Excerpts of location labeling data
▼

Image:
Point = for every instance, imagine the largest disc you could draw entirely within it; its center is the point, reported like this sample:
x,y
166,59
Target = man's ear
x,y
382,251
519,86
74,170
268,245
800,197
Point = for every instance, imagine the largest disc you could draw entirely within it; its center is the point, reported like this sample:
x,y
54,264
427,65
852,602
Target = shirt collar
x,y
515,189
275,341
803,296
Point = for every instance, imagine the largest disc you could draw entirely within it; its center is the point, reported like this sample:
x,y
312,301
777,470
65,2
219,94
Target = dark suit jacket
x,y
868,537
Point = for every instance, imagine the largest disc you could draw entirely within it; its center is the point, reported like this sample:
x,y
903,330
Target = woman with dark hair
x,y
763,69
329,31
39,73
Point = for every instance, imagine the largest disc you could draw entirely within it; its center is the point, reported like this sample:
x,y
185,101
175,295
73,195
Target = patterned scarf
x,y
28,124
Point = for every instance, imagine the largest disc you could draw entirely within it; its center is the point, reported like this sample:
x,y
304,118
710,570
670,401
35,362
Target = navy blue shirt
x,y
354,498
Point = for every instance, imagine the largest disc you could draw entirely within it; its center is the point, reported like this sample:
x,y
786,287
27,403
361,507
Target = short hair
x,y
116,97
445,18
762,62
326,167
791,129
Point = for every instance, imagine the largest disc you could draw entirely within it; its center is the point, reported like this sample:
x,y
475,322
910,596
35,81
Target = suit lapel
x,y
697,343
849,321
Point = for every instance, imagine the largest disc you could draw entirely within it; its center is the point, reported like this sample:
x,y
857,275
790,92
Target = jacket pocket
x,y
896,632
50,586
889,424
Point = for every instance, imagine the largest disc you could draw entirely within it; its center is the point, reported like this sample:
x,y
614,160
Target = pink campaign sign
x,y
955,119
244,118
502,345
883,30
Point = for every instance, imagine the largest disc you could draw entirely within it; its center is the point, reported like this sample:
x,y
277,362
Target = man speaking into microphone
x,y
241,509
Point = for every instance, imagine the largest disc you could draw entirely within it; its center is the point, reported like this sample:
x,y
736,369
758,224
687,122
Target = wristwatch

▲

Extract each line of the records that contains the string "hair" and copy every such line in full.

Target = woman with dark hair
Target = short hair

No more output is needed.